Written request
How many lines in the material below contain the string "shrub"? Reply with the number alone.

== Dataset records ==

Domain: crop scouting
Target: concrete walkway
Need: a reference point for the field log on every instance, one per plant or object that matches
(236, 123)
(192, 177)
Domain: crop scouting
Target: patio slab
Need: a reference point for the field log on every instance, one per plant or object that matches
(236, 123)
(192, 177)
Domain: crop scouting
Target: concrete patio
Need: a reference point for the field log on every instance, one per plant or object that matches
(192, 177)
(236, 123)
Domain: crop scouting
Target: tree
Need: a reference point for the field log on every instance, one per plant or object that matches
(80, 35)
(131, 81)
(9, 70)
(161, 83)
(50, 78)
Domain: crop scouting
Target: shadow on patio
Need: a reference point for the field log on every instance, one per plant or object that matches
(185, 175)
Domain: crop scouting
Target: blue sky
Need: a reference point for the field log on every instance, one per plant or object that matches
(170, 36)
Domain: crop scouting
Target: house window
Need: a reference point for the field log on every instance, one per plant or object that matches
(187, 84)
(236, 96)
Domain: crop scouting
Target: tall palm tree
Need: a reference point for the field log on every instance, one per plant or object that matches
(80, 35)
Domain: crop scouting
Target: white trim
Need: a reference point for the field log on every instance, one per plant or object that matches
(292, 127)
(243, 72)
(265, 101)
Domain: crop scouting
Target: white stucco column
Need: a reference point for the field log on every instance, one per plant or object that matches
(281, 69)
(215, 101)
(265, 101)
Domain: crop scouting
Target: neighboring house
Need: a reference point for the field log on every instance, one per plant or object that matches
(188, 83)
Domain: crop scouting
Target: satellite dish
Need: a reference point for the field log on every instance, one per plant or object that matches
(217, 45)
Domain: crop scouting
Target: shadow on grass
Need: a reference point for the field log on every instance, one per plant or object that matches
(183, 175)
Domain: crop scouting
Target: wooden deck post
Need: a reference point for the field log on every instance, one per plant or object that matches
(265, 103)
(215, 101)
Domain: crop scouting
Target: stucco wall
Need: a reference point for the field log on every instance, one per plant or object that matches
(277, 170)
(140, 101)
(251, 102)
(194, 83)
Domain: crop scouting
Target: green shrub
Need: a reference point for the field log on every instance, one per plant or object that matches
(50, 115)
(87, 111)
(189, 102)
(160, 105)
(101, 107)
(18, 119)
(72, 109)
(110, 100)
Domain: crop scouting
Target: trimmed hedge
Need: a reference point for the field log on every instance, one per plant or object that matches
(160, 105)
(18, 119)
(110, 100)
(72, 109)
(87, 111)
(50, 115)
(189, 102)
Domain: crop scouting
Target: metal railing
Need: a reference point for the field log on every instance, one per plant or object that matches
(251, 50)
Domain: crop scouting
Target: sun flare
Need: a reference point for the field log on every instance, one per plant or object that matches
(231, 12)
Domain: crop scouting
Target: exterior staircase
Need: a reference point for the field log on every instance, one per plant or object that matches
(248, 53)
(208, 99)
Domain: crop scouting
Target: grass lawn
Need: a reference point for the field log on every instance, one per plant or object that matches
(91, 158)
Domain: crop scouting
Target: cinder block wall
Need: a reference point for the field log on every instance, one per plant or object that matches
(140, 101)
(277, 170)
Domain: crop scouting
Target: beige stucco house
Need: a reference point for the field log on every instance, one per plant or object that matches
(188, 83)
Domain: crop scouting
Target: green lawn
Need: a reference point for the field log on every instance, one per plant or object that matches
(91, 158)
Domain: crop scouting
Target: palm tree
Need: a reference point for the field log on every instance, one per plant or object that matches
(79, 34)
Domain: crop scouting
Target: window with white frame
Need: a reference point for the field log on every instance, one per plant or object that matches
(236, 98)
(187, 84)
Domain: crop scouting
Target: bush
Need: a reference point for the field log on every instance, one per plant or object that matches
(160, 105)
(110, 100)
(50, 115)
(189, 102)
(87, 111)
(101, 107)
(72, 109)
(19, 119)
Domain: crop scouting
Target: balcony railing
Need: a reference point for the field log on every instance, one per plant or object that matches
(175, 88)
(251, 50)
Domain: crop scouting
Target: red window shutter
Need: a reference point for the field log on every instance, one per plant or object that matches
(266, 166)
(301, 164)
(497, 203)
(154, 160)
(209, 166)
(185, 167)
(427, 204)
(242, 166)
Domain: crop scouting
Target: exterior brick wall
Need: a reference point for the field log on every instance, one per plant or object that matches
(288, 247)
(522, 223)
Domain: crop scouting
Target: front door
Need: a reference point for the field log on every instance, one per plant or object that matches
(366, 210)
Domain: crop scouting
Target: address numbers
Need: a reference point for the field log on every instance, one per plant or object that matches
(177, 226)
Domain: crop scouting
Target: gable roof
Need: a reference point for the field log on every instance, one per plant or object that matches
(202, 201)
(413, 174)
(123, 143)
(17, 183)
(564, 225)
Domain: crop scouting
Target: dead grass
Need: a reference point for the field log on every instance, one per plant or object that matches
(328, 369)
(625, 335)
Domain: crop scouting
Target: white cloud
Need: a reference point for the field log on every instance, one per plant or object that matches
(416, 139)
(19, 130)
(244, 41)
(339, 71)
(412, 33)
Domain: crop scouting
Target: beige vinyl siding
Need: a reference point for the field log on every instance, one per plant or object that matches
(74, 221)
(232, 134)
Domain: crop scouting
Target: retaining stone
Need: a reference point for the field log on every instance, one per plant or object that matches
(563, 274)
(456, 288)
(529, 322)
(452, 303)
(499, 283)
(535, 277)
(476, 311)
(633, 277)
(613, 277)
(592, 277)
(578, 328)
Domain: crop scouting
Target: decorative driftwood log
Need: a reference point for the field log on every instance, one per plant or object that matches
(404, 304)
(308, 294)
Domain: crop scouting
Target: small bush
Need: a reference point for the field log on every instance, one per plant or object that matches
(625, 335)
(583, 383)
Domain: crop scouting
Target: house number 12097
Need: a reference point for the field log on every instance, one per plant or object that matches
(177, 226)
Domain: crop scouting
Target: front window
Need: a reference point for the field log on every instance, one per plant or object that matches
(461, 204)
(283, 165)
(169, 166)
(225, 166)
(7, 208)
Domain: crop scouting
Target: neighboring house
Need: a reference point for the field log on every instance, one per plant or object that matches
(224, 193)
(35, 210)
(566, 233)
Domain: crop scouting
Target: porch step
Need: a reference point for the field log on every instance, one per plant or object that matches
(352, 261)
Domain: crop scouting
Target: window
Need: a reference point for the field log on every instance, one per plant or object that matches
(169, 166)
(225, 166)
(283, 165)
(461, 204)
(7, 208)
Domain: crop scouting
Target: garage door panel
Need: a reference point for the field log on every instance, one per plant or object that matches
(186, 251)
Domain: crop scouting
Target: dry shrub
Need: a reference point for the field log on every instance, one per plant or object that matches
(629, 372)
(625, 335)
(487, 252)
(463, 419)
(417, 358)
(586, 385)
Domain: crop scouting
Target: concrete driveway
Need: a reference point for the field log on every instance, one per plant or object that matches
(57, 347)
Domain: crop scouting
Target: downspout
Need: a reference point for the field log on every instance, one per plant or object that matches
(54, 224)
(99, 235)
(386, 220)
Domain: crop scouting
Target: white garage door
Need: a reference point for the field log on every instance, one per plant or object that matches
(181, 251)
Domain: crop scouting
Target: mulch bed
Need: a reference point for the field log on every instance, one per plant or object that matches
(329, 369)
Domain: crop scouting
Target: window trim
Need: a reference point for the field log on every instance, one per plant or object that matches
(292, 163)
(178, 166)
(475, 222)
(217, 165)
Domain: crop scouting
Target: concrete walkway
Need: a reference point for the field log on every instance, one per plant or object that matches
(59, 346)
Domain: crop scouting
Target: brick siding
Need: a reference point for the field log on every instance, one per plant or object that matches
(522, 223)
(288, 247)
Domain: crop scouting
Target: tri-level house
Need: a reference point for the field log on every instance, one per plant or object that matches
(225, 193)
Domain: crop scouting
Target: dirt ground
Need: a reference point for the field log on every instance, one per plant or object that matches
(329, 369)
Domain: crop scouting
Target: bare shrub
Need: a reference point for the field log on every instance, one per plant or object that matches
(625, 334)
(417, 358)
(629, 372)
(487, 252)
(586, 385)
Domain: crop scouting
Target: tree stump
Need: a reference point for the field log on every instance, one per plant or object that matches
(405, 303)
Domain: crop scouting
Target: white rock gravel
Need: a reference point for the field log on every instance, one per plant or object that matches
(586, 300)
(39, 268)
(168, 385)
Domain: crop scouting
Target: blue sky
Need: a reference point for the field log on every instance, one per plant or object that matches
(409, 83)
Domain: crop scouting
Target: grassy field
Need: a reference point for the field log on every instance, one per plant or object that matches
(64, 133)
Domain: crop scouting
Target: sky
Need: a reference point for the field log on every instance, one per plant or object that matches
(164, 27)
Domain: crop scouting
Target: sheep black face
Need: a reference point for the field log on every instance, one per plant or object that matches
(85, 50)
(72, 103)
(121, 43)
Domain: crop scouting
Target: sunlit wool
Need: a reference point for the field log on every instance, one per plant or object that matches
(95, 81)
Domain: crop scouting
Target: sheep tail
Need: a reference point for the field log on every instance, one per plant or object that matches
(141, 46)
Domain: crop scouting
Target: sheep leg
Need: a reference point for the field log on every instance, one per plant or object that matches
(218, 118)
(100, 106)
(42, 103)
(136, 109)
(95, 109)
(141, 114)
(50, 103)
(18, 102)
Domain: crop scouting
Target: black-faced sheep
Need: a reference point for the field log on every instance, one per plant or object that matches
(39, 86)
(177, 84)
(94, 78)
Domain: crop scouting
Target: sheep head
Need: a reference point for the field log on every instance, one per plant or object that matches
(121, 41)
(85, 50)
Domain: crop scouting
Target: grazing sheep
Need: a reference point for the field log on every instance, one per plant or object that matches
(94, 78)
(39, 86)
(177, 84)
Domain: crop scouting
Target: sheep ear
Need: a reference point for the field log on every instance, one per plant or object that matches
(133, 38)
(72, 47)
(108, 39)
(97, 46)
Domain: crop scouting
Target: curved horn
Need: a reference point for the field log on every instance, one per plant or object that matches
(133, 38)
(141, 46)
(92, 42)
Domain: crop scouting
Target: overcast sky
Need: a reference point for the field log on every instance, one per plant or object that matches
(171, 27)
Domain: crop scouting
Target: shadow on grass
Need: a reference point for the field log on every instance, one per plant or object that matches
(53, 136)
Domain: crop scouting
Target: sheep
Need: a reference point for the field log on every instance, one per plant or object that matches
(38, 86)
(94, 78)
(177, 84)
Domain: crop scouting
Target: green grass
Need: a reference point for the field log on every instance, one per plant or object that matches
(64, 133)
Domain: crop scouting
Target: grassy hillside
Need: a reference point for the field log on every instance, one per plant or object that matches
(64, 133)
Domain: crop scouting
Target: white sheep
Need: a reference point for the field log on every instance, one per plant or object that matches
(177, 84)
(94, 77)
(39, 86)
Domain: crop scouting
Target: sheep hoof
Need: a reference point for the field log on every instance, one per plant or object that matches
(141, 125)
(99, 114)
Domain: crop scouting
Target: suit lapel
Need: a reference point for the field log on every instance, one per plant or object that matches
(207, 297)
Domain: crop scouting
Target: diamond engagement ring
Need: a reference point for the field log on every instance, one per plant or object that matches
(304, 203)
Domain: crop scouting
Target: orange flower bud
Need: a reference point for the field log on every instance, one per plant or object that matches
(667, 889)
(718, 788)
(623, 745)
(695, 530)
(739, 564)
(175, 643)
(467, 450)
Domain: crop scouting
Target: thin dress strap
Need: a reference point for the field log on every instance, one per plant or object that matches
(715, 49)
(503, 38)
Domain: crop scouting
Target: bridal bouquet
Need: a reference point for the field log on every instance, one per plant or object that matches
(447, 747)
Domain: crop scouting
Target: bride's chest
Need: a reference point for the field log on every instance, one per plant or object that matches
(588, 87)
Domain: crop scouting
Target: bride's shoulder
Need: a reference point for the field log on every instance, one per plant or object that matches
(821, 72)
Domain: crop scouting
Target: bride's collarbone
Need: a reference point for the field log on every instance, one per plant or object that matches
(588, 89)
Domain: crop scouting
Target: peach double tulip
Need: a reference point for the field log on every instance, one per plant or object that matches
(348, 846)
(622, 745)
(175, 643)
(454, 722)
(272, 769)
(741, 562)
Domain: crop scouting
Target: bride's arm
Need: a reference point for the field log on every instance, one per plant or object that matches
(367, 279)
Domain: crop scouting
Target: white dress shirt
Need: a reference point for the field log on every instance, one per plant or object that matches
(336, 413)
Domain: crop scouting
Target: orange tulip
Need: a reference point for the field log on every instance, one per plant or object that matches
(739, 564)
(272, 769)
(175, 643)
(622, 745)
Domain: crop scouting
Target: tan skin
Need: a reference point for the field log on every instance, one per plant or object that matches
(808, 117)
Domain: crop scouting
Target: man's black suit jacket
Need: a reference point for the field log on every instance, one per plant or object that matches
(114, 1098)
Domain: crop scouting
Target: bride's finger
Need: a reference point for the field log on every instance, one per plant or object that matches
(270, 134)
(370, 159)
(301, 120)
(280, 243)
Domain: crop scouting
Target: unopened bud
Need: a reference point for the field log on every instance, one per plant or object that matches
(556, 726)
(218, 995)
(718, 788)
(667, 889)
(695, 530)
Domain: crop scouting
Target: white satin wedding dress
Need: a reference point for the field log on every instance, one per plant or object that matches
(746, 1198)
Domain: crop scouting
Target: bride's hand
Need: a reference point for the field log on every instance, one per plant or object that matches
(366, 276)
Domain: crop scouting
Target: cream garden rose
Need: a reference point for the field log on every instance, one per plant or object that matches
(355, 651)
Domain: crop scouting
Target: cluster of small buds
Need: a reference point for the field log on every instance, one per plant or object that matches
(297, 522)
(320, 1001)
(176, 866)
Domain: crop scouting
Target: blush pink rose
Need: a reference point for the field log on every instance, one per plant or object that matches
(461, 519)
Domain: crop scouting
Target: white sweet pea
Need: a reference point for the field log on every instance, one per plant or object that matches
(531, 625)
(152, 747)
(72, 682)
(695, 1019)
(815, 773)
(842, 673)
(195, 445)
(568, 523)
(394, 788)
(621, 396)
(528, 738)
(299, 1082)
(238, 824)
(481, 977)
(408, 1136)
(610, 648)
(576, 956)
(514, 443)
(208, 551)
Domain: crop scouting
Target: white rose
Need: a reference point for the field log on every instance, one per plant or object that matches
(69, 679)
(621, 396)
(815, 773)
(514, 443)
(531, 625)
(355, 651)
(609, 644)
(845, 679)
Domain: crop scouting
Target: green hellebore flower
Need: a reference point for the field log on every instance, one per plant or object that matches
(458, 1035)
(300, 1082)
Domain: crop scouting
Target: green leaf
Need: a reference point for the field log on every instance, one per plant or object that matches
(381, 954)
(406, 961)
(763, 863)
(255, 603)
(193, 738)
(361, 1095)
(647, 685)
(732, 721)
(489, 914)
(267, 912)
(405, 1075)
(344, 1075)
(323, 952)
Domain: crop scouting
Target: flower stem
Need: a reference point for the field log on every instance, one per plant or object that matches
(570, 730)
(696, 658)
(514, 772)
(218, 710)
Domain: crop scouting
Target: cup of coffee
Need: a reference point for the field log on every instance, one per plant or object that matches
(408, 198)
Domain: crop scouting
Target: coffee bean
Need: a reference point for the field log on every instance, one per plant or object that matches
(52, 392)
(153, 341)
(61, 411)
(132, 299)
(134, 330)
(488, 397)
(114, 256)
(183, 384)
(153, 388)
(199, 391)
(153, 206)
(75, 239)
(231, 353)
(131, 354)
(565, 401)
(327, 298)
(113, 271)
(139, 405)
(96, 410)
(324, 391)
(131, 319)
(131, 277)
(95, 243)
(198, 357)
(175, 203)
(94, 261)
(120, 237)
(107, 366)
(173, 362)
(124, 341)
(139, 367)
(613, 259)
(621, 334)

===

Task response
3